**Stated task**
Please show every line of the entries below that contains the string "squirrel". Treat uppercase and lowercase as different.

**Information supplied**

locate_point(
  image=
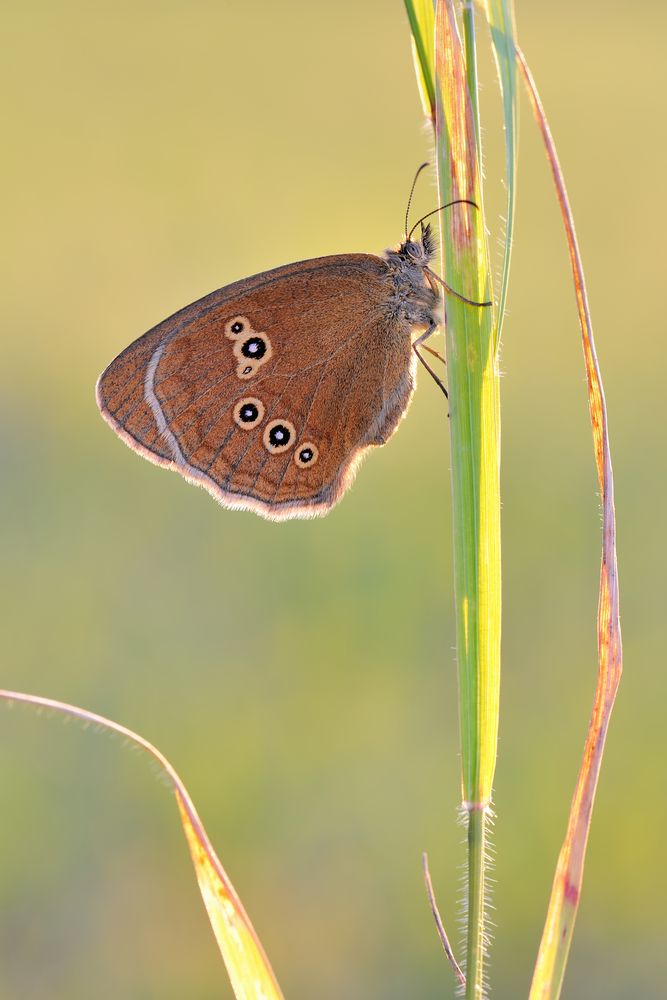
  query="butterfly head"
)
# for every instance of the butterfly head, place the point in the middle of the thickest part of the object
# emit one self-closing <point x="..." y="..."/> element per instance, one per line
<point x="419" y="252"/>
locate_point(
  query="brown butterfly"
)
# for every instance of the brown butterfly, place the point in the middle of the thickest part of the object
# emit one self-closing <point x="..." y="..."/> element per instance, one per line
<point x="269" y="391"/>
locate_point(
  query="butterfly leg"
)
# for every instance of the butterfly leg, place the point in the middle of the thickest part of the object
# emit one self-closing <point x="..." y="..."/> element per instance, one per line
<point x="432" y="327"/>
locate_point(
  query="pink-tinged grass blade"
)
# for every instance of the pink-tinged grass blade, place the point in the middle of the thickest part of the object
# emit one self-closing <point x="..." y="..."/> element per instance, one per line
<point x="566" y="889"/>
<point x="247" y="966"/>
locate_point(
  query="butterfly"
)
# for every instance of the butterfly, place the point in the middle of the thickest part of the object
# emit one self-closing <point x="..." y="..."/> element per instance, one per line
<point x="269" y="391"/>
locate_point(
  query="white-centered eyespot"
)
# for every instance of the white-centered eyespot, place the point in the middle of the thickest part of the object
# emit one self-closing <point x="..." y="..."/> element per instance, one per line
<point x="252" y="352"/>
<point x="248" y="412"/>
<point x="279" y="435"/>
<point x="237" y="326"/>
<point x="306" y="454"/>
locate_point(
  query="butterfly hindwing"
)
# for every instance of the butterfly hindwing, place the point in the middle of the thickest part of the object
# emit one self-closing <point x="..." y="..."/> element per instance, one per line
<point x="268" y="391"/>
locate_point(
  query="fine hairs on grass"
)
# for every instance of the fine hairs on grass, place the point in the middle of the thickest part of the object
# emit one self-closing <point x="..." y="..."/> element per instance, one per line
<point x="444" y="36"/>
<point x="444" y="47"/>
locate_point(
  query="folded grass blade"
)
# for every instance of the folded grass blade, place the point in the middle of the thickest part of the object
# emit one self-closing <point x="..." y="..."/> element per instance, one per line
<point x="248" y="967"/>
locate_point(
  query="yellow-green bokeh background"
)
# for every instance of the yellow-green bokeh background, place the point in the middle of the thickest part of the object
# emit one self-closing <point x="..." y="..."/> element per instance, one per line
<point x="301" y="676"/>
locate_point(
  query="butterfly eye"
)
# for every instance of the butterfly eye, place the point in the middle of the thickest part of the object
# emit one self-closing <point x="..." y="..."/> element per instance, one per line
<point x="236" y="326"/>
<point x="306" y="455"/>
<point x="248" y="413"/>
<point x="278" y="436"/>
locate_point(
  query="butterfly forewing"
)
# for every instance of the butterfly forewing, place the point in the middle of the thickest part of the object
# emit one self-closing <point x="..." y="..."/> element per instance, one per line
<point x="267" y="391"/>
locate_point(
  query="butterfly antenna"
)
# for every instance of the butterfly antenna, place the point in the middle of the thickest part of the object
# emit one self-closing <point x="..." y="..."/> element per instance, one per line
<point x="459" y="201"/>
<point x="412" y="191"/>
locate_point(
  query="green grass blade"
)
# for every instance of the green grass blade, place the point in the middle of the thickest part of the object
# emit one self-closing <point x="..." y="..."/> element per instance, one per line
<point x="501" y="20"/>
<point x="422" y="25"/>
<point x="566" y="889"/>
<point x="475" y="444"/>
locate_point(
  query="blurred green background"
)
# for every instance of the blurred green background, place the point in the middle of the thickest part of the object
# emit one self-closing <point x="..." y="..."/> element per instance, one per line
<point x="301" y="676"/>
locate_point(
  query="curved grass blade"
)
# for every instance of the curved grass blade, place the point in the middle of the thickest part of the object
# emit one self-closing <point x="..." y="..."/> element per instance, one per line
<point x="566" y="888"/>
<point x="475" y="453"/>
<point x="248" y="967"/>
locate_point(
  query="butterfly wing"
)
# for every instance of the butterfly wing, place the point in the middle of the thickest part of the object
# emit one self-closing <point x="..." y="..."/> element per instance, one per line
<point x="268" y="391"/>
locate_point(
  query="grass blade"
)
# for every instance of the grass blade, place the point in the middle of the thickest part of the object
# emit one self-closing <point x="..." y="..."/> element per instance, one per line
<point x="475" y="452"/>
<point x="248" y="967"/>
<point x="566" y="889"/>
<point x="422" y="22"/>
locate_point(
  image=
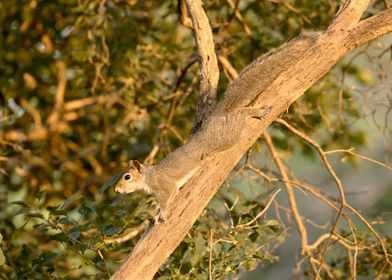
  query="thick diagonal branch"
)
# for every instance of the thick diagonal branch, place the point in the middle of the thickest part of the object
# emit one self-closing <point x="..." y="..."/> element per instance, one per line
<point x="280" y="91"/>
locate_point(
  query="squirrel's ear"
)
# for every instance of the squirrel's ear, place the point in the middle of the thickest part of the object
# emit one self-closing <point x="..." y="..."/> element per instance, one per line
<point x="136" y="165"/>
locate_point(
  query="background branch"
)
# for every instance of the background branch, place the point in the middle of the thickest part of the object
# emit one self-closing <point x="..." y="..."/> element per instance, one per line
<point x="289" y="84"/>
<point x="208" y="63"/>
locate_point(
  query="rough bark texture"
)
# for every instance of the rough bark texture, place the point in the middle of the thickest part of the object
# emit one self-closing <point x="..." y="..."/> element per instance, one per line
<point x="344" y="34"/>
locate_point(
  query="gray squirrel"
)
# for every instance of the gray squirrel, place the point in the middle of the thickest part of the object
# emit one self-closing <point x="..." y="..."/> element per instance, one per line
<point x="220" y="131"/>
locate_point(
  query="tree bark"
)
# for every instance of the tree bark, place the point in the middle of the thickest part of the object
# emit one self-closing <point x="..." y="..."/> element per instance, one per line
<point x="345" y="33"/>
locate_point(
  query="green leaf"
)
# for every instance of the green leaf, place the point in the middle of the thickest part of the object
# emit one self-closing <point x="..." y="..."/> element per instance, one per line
<point x="70" y="200"/>
<point x="109" y="182"/>
<point x="64" y="221"/>
<point x="200" y="250"/>
<point x="35" y="215"/>
<point x="112" y="230"/>
<point x="40" y="194"/>
<point x="21" y="203"/>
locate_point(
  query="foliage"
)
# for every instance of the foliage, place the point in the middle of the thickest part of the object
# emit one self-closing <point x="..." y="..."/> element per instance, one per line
<point x="129" y="84"/>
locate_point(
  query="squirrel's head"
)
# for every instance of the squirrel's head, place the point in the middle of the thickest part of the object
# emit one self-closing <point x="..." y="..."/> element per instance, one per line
<point x="132" y="179"/>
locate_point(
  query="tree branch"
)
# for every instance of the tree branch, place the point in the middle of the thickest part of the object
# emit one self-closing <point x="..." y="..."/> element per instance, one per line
<point x="370" y="29"/>
<point x="282" y="89"/>
<point x="350" y="13"/>
<point x="208" y="63"/>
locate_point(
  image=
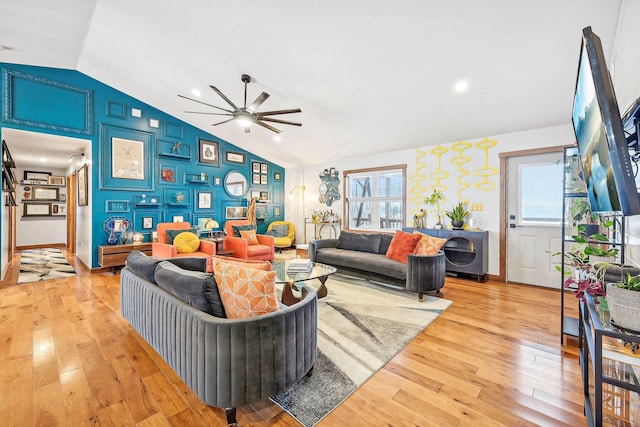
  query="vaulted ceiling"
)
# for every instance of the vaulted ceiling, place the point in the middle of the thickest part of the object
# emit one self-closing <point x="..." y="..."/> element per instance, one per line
<point x="369" y="77"/>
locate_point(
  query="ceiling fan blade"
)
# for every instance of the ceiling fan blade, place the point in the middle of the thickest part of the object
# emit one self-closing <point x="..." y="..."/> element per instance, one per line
<point x="258" y="102"/>
<point x="213" y="114"/>
<point x="273" y="113"/>
<point x="271" y="128"/>
<point x="284" y="122"/>
<point x="223" y="96"/>
<point x="204" y="103"/>
<point x="225" y="121"/>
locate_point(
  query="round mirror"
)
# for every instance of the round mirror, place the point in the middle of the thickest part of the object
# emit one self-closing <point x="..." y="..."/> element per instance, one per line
<point x="235" y="184"/>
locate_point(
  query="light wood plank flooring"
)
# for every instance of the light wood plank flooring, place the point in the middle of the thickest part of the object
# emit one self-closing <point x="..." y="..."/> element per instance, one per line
<point x="67" y="357"/>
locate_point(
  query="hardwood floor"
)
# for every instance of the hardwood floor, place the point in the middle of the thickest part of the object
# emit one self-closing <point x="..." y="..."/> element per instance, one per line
<point x="67" y="357"/>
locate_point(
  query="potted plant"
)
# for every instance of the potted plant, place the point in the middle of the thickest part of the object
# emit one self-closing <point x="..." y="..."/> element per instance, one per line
<point x="457" y="214"/>
<point x="581" y="211"/>
<point x="434" y="199"/>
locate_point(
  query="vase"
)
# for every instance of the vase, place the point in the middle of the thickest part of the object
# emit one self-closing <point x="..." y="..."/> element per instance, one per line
<point x="624" y="307"/>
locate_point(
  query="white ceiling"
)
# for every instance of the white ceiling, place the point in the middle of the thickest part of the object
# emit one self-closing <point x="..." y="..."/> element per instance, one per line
<point x="368" y="78"/>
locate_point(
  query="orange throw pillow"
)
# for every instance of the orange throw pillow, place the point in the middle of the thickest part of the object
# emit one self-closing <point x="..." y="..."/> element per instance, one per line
<point x="250" y="235"/>
<point x="402" y="245"/>
<point x="428" y="245"/>
<point x="246" y="292"/>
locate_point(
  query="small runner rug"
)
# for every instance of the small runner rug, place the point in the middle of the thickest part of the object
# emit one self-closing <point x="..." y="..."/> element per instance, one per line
<point x="361" y="326"/>
<point x="43" y="264"/>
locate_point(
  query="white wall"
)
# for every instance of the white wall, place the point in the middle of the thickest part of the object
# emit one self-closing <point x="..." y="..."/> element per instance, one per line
<point x="420" y="180"/>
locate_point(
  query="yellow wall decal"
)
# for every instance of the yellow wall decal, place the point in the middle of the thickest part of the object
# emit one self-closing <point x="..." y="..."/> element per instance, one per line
<point x="486" y="171"/>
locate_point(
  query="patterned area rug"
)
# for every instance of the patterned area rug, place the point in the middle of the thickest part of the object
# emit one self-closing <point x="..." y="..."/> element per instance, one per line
<point x="361" y="326"/>
<point x="43" y="264"/>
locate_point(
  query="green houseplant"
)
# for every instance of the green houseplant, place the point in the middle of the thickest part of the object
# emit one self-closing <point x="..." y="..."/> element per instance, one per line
<point x="434" y="199"/>
<point x="457" y="214"/>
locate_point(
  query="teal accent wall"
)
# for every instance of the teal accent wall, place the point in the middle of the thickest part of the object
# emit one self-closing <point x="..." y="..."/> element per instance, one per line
<point x="133" y="161"/>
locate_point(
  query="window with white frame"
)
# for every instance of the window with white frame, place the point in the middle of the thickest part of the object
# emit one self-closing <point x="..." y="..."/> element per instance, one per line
<point x="375" y="198"/>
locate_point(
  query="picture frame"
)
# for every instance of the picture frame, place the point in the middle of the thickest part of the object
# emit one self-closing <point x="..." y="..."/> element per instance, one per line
<point x="208" y="152"/>
<point x="83" y="185"/>
<point x="57" y="180"/>
<point x="205" y="199"/>
<point x="234" y="157"/>
<point x="127" y="159"/>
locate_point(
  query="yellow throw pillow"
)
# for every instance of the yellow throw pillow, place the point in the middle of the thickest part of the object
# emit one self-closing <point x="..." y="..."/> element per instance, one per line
<point x="186" y="243"/>
<point x="250" y="235"/>
<point x="428" y="245"/>
<point x="246" y="292"/>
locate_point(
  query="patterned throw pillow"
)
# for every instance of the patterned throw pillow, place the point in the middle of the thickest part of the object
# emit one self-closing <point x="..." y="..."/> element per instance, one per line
<point x="428" y="245"/>
<point x="249" y="235"/>
<point x="246" y="292"/>
<point x="402" y="245"/>
<point x="186" y="242"/>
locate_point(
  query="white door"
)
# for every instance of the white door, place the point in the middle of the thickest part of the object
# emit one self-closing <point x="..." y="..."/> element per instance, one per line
<point x="534" y="214"/>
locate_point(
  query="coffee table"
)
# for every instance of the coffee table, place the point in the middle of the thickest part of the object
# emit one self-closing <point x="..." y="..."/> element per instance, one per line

**The reply**
  query="squirrel's ear"
# for every instance of the squirrel's ear, place the point in the middle of the thickest part of the object
  query="gray squirrel"
# for every instance of the gray squirrel, place the point in the middle of the thickest part of the object
  query="squirrel's head"
# for every instance of the squirrel's head, place the point in the middle of the thickest part of the object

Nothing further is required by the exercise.